━━━━━ Texto do exercício ━━━━━

“Em tudo, se o rosto é igual, a fisionomia é diferente. Se só me faltassem os outros, vá; (…) mas falto eu mesmo, e esta lacuna é tudo.”
Este trecho de “Dom Casmurro” teima em soar em minha cabeça desde que o Facebook me apresentou como lembrança esta foto de quatro anos atrás, feita pela querida Mariana Martins. Sorrio leve sobre minha moto seminova – a mesma que acabo de “internar” na oficina mecânica para ser consertada e vendida.
A “Laranjinha” sofreu muito menos que eu no acidente de seis meses atrás. “Quem vê a moto não fala do estrago que fez em você, né?”, brincou meu vizinho Júlio apontando pra ela, aparentemente intacta, na garagem de nosso prédio.
Ver a foto de nós duas inteirinhas me trouxe um sentimento incômodo, acompanhado de um desconforto no estômago que demorei a interpretar. Por isso escrevo (minha auto-terapia).
Não me entendam mal. Sou grata desde o primeiro dia de acidentada – por estar viva, por minha família, por meu marido-enfermeiro-secretário-anjo, por meus amigos -, mas este sentimento não anula o outro que me assalta agora: uma saudade doída de mim… a que dirigia a moto, que precisava de uma coisa e ia sozinha comprar, que podia jogar vôlei se alguém chamasse, andar de bicicleta, fazer yoga, cozinhar em pé…
Eu sei… é uma situação passageira, mas, como dizem, a gente só tem o hoje. E HOJE, andando pior do que uma senhorinha de 70 anos, sinto-me tão tão tão tão longe daquela motociclista sorridente de rosa-choque!
E eu sei que, por melhor que me recupere, aquela “eu” nunca mais vai voltar.

━━━━━ Listagem de dados ━━━━━

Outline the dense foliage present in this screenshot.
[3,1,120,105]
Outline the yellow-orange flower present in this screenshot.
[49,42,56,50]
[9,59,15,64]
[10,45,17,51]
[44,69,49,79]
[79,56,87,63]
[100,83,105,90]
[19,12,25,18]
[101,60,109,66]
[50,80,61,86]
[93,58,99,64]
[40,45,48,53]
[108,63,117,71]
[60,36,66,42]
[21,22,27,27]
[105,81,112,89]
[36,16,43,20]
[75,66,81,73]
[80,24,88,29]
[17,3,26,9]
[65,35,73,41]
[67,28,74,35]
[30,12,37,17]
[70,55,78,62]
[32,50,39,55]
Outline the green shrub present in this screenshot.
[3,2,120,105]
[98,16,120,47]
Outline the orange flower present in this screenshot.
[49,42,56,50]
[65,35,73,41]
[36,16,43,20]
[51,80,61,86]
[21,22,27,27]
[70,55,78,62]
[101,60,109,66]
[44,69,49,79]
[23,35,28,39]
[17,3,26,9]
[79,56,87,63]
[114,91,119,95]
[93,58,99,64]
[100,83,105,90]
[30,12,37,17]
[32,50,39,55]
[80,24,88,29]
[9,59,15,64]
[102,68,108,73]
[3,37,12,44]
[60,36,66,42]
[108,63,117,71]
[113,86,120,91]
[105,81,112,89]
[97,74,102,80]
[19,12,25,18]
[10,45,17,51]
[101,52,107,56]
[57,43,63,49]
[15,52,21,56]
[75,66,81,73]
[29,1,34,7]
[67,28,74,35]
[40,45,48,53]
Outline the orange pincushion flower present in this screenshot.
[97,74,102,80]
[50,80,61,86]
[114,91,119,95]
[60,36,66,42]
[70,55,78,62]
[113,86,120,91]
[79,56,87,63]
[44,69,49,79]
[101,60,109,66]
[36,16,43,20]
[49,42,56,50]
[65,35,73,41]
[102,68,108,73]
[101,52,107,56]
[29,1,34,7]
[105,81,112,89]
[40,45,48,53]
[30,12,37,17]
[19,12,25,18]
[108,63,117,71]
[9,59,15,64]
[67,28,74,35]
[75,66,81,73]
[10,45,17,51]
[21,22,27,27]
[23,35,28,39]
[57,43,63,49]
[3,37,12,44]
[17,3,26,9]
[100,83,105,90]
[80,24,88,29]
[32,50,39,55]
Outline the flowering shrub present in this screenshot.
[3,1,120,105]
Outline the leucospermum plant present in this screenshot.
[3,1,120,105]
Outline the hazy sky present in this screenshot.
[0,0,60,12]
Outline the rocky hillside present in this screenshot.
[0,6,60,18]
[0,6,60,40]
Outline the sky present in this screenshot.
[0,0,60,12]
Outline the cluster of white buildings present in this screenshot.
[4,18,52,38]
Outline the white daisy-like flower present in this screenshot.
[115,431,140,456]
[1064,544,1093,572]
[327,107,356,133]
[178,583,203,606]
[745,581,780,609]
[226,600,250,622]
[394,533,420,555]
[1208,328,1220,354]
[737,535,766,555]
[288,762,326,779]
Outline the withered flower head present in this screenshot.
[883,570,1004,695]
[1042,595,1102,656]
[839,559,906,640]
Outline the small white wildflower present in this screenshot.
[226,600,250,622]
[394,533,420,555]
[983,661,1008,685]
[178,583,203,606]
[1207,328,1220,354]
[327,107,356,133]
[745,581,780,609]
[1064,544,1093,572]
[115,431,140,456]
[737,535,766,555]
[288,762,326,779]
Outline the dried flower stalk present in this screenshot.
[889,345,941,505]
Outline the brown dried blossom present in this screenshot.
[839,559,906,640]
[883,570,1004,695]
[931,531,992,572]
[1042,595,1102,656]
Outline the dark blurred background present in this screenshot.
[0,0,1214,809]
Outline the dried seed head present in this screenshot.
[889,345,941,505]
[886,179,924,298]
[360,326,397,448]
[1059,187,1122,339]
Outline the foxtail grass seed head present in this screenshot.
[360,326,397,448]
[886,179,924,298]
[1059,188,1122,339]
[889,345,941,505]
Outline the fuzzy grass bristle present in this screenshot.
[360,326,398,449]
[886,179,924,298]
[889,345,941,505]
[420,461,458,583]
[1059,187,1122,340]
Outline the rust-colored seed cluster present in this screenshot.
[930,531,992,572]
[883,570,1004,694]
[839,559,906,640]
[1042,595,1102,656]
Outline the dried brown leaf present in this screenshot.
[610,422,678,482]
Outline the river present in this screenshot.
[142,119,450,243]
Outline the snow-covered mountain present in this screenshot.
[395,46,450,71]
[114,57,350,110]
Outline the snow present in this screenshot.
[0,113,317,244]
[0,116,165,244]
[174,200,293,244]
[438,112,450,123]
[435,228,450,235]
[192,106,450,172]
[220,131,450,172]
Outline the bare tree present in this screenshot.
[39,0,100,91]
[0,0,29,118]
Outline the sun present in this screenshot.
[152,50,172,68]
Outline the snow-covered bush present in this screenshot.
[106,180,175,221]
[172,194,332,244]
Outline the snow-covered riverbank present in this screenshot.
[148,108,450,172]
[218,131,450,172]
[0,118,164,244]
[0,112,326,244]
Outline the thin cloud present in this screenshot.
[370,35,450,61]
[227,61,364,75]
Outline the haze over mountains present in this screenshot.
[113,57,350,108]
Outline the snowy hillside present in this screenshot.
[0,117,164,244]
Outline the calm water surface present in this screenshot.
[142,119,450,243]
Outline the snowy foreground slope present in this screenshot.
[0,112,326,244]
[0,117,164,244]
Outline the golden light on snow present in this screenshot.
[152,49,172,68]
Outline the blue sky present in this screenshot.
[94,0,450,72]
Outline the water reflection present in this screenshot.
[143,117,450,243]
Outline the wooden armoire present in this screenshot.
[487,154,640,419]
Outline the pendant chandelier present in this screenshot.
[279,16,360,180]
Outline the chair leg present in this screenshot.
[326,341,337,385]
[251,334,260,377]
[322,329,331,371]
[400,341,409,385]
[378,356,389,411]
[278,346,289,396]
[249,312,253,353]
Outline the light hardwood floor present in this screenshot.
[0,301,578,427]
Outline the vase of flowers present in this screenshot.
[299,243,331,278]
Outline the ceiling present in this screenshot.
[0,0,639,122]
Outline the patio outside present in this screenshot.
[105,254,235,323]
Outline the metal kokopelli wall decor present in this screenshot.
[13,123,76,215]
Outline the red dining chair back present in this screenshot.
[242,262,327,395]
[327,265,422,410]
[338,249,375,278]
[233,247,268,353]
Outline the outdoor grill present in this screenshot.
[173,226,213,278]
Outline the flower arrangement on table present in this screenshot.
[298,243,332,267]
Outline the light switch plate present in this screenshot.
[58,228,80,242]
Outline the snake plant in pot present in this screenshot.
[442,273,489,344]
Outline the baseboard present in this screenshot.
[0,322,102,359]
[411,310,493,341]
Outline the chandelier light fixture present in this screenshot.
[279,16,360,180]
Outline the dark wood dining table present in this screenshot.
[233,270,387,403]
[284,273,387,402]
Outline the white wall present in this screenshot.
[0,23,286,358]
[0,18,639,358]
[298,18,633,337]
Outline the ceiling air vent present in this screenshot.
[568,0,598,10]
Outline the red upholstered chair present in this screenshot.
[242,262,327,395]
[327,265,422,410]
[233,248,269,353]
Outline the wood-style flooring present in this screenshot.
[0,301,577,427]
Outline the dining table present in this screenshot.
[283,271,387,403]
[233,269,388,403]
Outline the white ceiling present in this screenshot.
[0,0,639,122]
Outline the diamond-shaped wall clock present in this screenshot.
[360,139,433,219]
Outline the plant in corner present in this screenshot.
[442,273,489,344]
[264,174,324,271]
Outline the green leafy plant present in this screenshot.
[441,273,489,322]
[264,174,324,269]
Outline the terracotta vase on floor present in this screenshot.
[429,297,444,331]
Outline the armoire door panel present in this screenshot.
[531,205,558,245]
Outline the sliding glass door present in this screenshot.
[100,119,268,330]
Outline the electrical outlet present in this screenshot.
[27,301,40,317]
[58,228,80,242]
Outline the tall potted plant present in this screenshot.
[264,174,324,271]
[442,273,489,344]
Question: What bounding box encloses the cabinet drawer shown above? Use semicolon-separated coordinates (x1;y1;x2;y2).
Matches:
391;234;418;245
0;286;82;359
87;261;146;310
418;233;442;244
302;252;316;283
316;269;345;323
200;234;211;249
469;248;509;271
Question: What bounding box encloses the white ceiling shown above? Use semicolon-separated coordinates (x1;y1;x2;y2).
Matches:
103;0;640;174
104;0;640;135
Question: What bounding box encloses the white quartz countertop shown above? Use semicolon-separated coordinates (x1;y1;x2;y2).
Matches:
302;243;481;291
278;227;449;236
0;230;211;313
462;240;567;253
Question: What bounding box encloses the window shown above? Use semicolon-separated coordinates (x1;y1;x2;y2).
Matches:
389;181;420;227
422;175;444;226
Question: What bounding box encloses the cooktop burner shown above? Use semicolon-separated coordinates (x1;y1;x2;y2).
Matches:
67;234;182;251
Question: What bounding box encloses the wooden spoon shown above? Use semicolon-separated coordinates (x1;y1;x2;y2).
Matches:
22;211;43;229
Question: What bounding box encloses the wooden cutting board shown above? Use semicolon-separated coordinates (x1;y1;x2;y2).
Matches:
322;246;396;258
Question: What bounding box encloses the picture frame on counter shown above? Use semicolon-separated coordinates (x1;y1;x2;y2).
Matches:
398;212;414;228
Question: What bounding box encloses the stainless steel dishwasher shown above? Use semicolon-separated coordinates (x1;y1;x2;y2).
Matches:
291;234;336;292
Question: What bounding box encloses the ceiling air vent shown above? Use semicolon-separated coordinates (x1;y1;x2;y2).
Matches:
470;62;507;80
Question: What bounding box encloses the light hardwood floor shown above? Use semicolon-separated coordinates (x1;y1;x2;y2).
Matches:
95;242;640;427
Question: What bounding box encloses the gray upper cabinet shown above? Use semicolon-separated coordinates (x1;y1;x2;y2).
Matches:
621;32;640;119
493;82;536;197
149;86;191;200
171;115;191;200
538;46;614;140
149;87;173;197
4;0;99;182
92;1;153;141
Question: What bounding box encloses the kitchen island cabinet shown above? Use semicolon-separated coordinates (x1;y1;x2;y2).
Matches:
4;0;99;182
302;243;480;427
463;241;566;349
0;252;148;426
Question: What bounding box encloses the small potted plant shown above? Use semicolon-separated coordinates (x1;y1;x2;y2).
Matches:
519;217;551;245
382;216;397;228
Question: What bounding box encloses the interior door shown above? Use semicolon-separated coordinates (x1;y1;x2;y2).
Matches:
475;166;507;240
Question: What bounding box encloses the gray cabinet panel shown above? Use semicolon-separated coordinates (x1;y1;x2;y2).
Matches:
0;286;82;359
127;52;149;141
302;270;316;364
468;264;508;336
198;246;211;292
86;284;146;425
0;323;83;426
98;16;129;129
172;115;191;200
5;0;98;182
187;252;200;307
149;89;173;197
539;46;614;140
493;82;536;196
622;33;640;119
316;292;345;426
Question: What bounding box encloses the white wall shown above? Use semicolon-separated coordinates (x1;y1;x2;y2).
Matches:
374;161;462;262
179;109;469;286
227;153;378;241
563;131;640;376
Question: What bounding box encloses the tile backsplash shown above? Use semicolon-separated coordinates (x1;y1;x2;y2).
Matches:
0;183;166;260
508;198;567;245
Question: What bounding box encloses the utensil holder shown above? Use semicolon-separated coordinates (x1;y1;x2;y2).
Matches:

━━━━━

=== Sobre a tarefa ===
Liste tudo aquilo pelo que, segundo o texto do exercício, quem escreve é grata desde o primeiro dia de acidentada.

=== Resposta ===
- Por estar viva
- Pela família
- Pelo marido-enfermeiro-secretário-anjo
- Pelos amigos